Brano da leggere:
● ● ●
Richiamati i detti principi, la responsabilità dei due medici che hanno direttamente operato la paziente è stata affermata non in relazione ad una errata esecuzione dell’intervento chirurgico, ma in relazione ad un comportamento negligente, di non adeguatamente attenta verifica preliminare delle condizioni fisiche in cui versava la paziente, individuabile a mezzo degli esami del sangue, che aveva condotto ad una errata scelta clinica, la scelta appunto di intervenire chirurgicamente, benchè non si trattasse di una operazione necessaria nè urgente, su una paziente in condizioni fisiche alterate, provocandole una perdita di chances di sopravvivenza a fronte della patologia dalla quale era già affetta.
Il secondo aiuto in quanto tale non aveva il compito di operare direttamente, ma era incaricato di compiere alcune operazioni collaterali e preparatorie, atte a mettere i chirurghi in condizioni di operare agevolmente.
Nessun addebito gli è stato mosso in relazione al compimento delle operazioni di sua stretta competenza.
● ● ●
Elenco attività:
1) Rispondi a queste domande sul brano sulla responsabilità dei medici:
(a) Per quale comportamento è stata affermata la responsabilità dei due medici che hanno operato direttamente la paziente?
(b) Quali compiti aveva il secondo aiuto?
(c) Che cosa ha provocato alla paziente la scelta di operarla?
2) Continua il brano sulla responsabilità dei medici a partire dalla fine della sua ultima frase.
Le righe che vengono dopo sono materiale a parte e non hanno legami con il brano sulla responsabilità dei medici.
● ● ●
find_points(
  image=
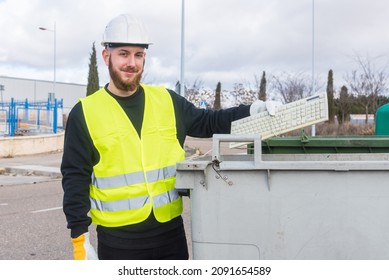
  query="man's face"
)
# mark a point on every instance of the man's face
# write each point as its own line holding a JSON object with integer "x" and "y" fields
{"x": 125, "y": 65}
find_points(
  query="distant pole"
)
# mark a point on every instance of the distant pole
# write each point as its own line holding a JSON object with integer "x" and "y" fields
{"x": 55, "y": 53}
{"x": 313, "y": 132}
{"x": 182, "y": 78}
{"x": 1, "y": 91}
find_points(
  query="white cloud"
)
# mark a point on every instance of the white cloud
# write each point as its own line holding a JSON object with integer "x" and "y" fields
{"x": 226, "y": 40}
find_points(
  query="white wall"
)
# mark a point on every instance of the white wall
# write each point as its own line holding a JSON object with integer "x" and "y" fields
{"x": 38, "y": 90}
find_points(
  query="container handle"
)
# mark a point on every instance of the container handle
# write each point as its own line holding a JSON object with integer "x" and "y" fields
{"x": 219, "y": 138}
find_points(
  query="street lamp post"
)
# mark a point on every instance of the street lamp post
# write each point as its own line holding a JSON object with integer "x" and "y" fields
{"x": 55, "y": 53}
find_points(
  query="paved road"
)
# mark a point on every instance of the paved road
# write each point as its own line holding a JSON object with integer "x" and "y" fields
{"x": 33, "y": 226}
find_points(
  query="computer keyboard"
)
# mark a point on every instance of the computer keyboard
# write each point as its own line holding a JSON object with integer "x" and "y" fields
{"x": 287, "y": 117}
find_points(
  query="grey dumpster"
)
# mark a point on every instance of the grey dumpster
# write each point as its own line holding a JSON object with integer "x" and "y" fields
{"x": 287, "y": 206}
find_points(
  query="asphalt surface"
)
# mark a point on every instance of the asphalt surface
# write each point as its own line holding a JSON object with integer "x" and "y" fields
{"x": 33, "y": 226}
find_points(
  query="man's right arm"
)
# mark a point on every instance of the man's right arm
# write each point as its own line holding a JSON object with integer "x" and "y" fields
{"x": 76, "y": 167}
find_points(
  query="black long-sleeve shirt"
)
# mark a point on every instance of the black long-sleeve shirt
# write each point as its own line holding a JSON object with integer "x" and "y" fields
{"x": 80, "y": 156}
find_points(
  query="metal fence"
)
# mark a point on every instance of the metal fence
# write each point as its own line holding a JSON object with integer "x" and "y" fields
{"x": 30, "y": 118}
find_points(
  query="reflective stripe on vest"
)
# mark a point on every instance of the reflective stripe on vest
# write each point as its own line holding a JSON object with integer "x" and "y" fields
{"x": 133, "y": 178}
{"x": 134, "y": 203}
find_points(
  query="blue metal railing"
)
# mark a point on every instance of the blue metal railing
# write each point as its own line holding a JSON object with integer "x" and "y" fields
{"x": 24, "y": 117}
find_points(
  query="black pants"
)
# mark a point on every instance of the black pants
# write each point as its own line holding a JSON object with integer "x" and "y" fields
{"x": 175, "y": 250}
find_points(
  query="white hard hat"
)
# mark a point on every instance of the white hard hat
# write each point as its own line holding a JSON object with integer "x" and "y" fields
{"x": 125, "y": 29}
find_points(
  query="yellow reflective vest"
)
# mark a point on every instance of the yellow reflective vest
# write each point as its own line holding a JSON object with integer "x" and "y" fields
{"x": 135, "y": 175}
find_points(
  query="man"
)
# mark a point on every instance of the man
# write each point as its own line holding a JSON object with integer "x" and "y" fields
{"x": 121, "y": 147}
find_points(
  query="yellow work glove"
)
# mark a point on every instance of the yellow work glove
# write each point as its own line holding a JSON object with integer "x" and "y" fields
{"x": 82, "y": 249}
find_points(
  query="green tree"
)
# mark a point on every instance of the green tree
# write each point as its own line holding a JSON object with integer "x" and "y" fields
{"x": 330, "y": 97}
{"x": 217, "y": 103}
{"x": 262, "y": 88}
{"x": 344, "y": 105}
{"x": 93, "y": 76}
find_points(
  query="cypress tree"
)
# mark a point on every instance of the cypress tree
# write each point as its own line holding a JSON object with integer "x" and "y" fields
{"x": 262, "y": 88}
{"x": 217, "y": 103}
{"x": 330, "y": 97}
{"x": 93, "y": 76}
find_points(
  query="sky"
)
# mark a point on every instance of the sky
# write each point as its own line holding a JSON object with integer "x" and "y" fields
{"x": 227, "y": 41}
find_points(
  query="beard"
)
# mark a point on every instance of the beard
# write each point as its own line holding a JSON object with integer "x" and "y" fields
{"x": 121, "y": 84}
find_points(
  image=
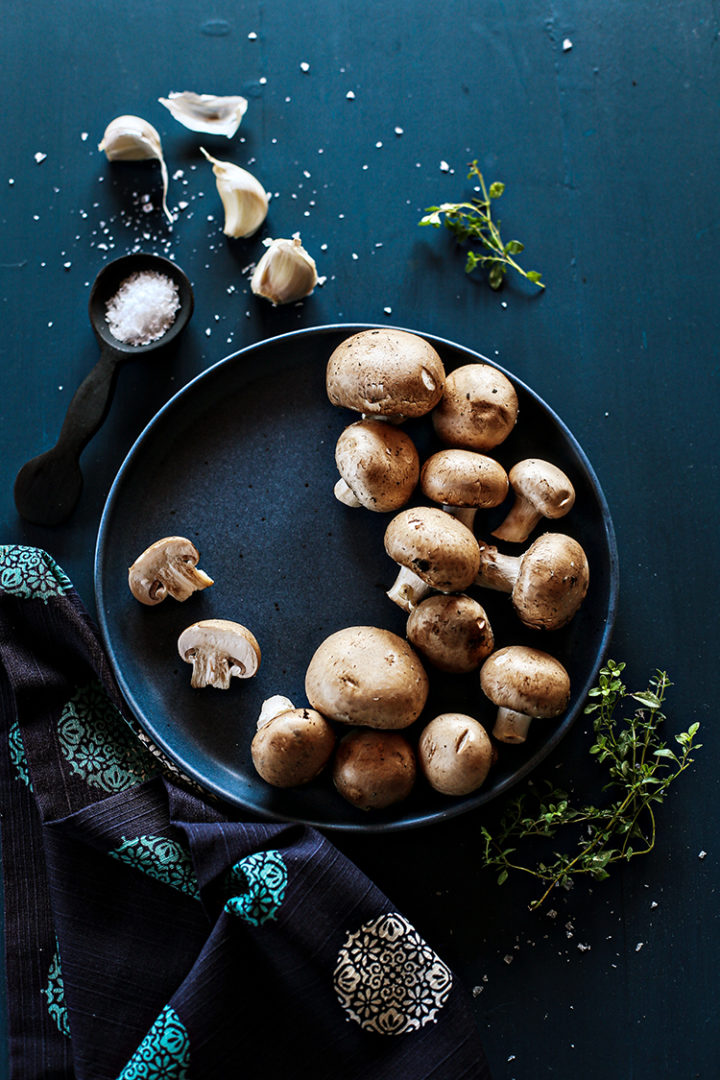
● ● ●
Le tue risposte:
1)
(a) Per un comportamento negligente: non hanno verificato con la dovuta attenzione, prima dell'intervento, le condizioni fisiche della paziente, che si potevano rilevare con gli esami del sangue. Questo li ha portati alla scelta sbagliata di operarla, anche se l'operazione non era né necessaria né urgente.
(b) Non doveva operare direttamente. Doveva svolgere alcune operazioni collaterali e preparatorie, così da mettere i chirurghi in condizione di operare agevolmente.
(c) Una perdita di chances di sopravvivenza rispetto alla malattia di cui la paziente soffriva già.

2)
Ciò premesso, secondo la Suprema Corte, il secondo aiuto di una equipe medica non può andare esente da ogni responsabilità solo per aver compiuto correttamente le mansioni a lui direttamente affidate, proprio per il principio di controllo reciproco che esiste in relazione al lavoro in equipe, secondo il quale l’obbligo di diligenza che grava su ciascun componente dell’ equipe medica concerne non solo le specifiche mansioni a lui affidate, ma anche il controllo sull’operato e sugli errori altrui che siano evidenti e non settoriali.
Deve poi aggiungersi che rientra negli obblighi di diligenza che gravano su ciascun componente di una equipe chirurgica, sia esso in posizione sovra o sottordinata, quello di prendere visione, prima dell’operazione, della cartella clinica del paziente contenente tutti i dati atti a consentirgli di verificare, tra l’altro, se la scelta di intervenire chirurgicamente fosse corretta e fosse compatibile con le condizioni di salute del paziente.
Deve, in conseguenza, escludersi che la diligenza del componente dell’equipe medica in posizione sottordinata si limiti al mero svolgimento delle mansioni affidate senza che sia necessaria una preventiva acquisizione di consapevolezza delle condizioni del paziente nel momento in cui questo viene sottoposto ad operazione.
In particolare, rimarca la Corte di legittimità, dal professionista che faccia parte sia pure in posizione di minor rilievo di una equipe si pretende pur sempre una partecipazione all’intervento chirurgico non da mero spettatore ma consapevole e informata, in modo che egli possa dare il suo apporto professionale non solo in relazione alla materiale esecuzione della operazione, ma anche in riferimento al rispetto delle regole di diligenza e prudenza ed alla adozione delle particolari precauzioni imposte dalla condizione specifica del paziente che si sta per operare.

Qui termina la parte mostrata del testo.